→ **SOURCE PASSAGE**:
Planned grazing can be very effective in boosting the right grasses in your pastures.

Robert Waggener

August 30, 2019

5 Min Read
Kellen Smith at grazing workshop in Wyoming
CATTLE CALL: Putting modern technology to work, rancher Kellen Smith runs calculations to determine the best stock density while attending a Management-intensive Grazing workshop in Wyoming.

Sage and Faith Askin and brothers Kellen and Cameron Smith have two things in common despite operating ranches nearly 200 miles apart: They are passionate about raising cattle and ranch in areas with high cheatgrass populations.

They have one other thing in common. As many progressive livestock producers across the West do, they know that by reducing cheatgrass and other weed problems with planned grazing, they’ll boost their lands’ productivity.

“This area of Wyoming is bad for cheatgrass,” says Sage Askin, who raises cattle and sheep south of the small High Plains town of Lusk. “Weeds occur because you create conditions for them to occur. Disturbance can lead to big problems, and among the disturbances is grazing that is not well planned.”

The Askins know that they must manage grazing carefully, because all of their lands are leased from property owners specifically looking for good land stewards.

“By managing holistically, weeds haven’t been a big problem for us,” Askin says. “The more you graze correctly, the more the weeds get outcompeted.”

The Askins use an intensive rotation grazing system, relying on quick moves (sometimes as short as one day to every three days) through pastures during the active growing season. They allow ample rest time to allow desirable grasses and forbs to recover.

Segmentation dataset excerpts:
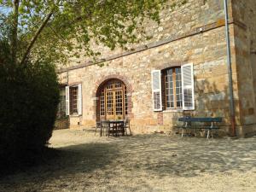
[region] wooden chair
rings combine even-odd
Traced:
[[[101,121],[96,121],[96,125],[95,127],[95,136],[96,136],[96,133],[97,131],[97,129],[100,129],[100,131],[102,131],[102,122]]]
[[[126,136],[128,136],[128,132],[127,130],[129,130],[130,131],[130,136],[131,136],[131,128],[130,128],[130,119],[125,119],[124,121],[124,127],[125,127],[125,131]]]
[[[108,136],[109,135],[109,122],[108,120],[101,120],[102,127],[101,127],[101,136],[104,135]]]

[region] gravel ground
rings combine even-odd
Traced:
[[[0,191],[256,191],[256,137],[100,137],[55,131],[59,155],[7,176]]]

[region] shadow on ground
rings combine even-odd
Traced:
[[[243,173],[256,167],[256,137],[207,140],[155,134],[96,138],[58,148],[55,158],[3,177],[0,191],[113,191],[113,186],[140,191],[144,185],[150,191],[149,178]]]

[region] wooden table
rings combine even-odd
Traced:
[[[111,135],[114,137],[125,135],[125,121],[123,119],[108,120],[108,136]]]

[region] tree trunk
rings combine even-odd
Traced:
[[[20,0],[15,0],[13,4],[13,25],[11,32],[11,53],[15,64],[17,61],[17,42],[18,42],[18,19],[19,19],[19,3]]]

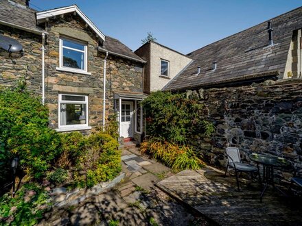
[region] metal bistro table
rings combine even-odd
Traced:
[[[259,164],[263,165],[263,182],[265,184],[264,188],[260,195],[260,201],[262,201],[262,197],[268,187],[268,184],[272,186],[272,187],[282,194],[286,194],[279,188],[275,186],[274,184],[274,168],[286,168],[291,166],[289,161],[283,158],[278,158],[276,156],[269,156],[266,155],[253,153],[248,155],[251,160],[257,163],[259,170]]]

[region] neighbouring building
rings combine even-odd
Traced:
[[[146,93],[161,90],[192,61],[189,56],[154,41],[145,43],[135,53],[147,62],[143,77]]]
[[[197,49],[187,55],[192,62],[163,90],[184,91],[302,78],[301,28],[300,7]]]
[[[146,62],[77,5],[37,12],[28,0],[1,0],[0,45],[0,85],[24,78],[51,128],[89,133],[116,112],[120,136],[141,139]]]

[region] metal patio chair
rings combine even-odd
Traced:
[[[290,184],[289,188],[290,190],[292,189],[294,184],[298,186],[299,188],[302,188],[302,177],[300,177],[301,175],[302,174],[301,170],[299,171],[298,168],[297,168],[294,166],[294,164],[292,162],[292,167],[294,171],[294,175],[290,180]],[[297,174],[299,174],[299,176],[297,175]]]
[[[229,167],[233,168],[235,170],[238,192],[240,191],[240,188],[239,186],[239,179],[238,179],[239,172],[250,173],[252,174],[252,176],[253,176],[253,173],[257,172],[258,176],[259,177],[259,181],[261,181],[260,173],[259,169],[254,166],[242,162],[240,158],[240,153],[239,151],[238,148],[234,147],[229,147],[225,149],[225,152],[227,155],[228,162],[226,164],[226,168],[225,169],[224,176],[226,175],[226,173],[228,171]]]

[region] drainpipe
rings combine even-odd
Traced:
[[[45,34],[42,33],[42,103],[45,102]]]
[[[103,131],[105,130],[105,108],[106,108],[106,62],[107,61],[108,51],[106,52],[106,56],[104,59],[104,91],[103,91]]]

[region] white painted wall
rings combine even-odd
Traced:
[[[299,29],[297,36],[290,42],[283,79],[302,78],[301,38],[302,31]]]
[[[171,81],[192,60],[189,58],[164,47],[157,43],[151,42],[150,47],[150,91],[161,90]],[[168,78],[160,77],[161,60],[169,62]]]

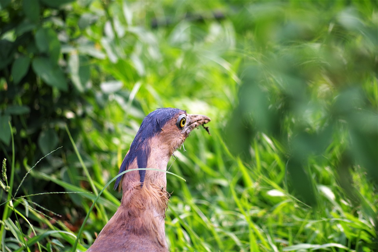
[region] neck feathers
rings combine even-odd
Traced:
[[[171,154],[161,147],[151,149],[146,168],[166,170]],[[137,168],[135,159],[127,170]],[[146,170],[142,186],[138,171],[123,175],[121,205],[88,251],[104,248],[106,251],[168,251],[164,222],[169,198],[166,173]]]

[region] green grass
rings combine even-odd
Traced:
[[[119,205],[110,182],[142,120],[163,107],[212,120],[168,164],[171,251],[378,249],[376,2],[83,3],[65,25],[68,57],[91,68],[91,95],[73,109],[85,117],[54,124],[66,140],[46,162],[4,163],[0,250],[88,247]],[[80,30],[84,14],[96,19]],[[172,23],[153,29],[155,17]],[[43,183],[57,190],[34,193]]]

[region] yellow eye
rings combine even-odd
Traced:
[[[184,126],[185,126],[185,123],[186,123],[186,119],[185,118],[181,118],[181,120],[180,120],[180,127],[182,128],[183,128]]]
[[[177,122],[176,125],[177,125],[177,127],[179,129],[183,129],[186,123],[186,116],[185,115],[181,115],[180,116],[178,117],[178,118],[177,119]]]

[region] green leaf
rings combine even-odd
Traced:
[[[13,43],[6,39],[0,40],[0,70],[8,65],[13,59]]]
[[[17,84],[20,82],[28,72],[30,65],[30,58],[28,57],[22,56],[14,61],[11,71],[14,83]]]
[[[55,31],[51,28],[40,28],[36,33],[35,38],[39,51],[48,54],[53,61],[57,62],[60,53],[60,43]]]
[[[8,122],[11,121],[9,115],[0,115],[0,140],[7,145],[11,142],[11,129]]]
[[[59,8],[62,5],[69,3],[74,0],[40,0],[41,3],[48,7],[55,9]]]
[[[38,137],[38,146],[42,153],[46,155],[56,148],[59,141],[58,135],[52,129],[42,131]]]
[[[87,58],[79,56],[77,51],[74,52],[70,56],[68,64],[72,82],[77,90],[82,93],[84,85],[90,77],[90,70]]]
[[[63,71],[57,65],[52,64],[48,58],[36,58],[32,66],[36,73],[47,84],[60,90],[67,90],[68,85]]]
[[[7,107],[4,114],[8,115],[22,115],[30,112],[30,109],[25,105],[9,105]]]
[[[38,0],[24,0],[22,2],[24,13],[34,23],[38,22],[39,18],[39,2]]]
[[[102,92],[105,93],[110,93],[120,90],[123,86],[121,81],[110,81],[103,82],[100,85],[100,87]]]
[[[11,2],[12,0],[0,0],[0,7],[1,9],[5,9]]]

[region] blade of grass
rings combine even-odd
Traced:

→ **REQUESTS**:
1. Edit the records starting at the line that contains "[region] blade of grass" and ending at the last line of the records, replacing "blade of grass" with "grass blade" and leaving everything else unchanged. Return only those lines.
2. Resume the article on planned grazing and cheatgrass from where it stops.

→ **THE ANSWERS**:
1.
[region] grass blade
rings combine even-odd
Traced:

2.
Since cheatgrass is one of the first plants in the spring to green up, the Askins use targeted grazing to hit this annual noxious weed hard before it goes to seed, which has reduced the seed bank and opened up areas for native plant regrowth.

“We have a very good, healthy stand of both cool- and warm-season grasses,” Askin says. “We are finding that healthy pastures outcompete cheatgrass.”

Wyoming rancher Sage Askin

HOME ON THE RANGE: Eastern Wyoming rancher Sage Askin works diligently to improve rangelands and pastures — in part, because his landlords were seeking tenants who would care for their properties as much as they do.


Detailed grazing plan key

Meanwhile, 200 miles away, siblings Kellen and Cameron Smith manage a large cattle operation in northeast Wyoming, near Gillette. They have some ownership in the ranch, which is a multifamily corporation. That means a lot of eyes are watching what they’re doing.

“Our ultimate goal is to improve rangeland health, produce more grass and run more cows; and we’re doing this by decreasing pasture sizes, increasing stock densities and moving cattle every one to two weeks — while before, it was continuous grazing for 30 to 50 days,” Kellen says.

Cameron notes that they have developed a detailed grazing chart, and early each year they plan the grazing for the next 12-plus months.

“We don’t want to graze the same pasture year after year at the same time, and putting things down on paper has helped us track things better,” Cameron says. “In some cases, what we had on paper was telling us an area had been grazed too long.”

He adds that doing more frequent moves and adding rest periods to pastures is improving both the production and health of native cool-season grasses in the area.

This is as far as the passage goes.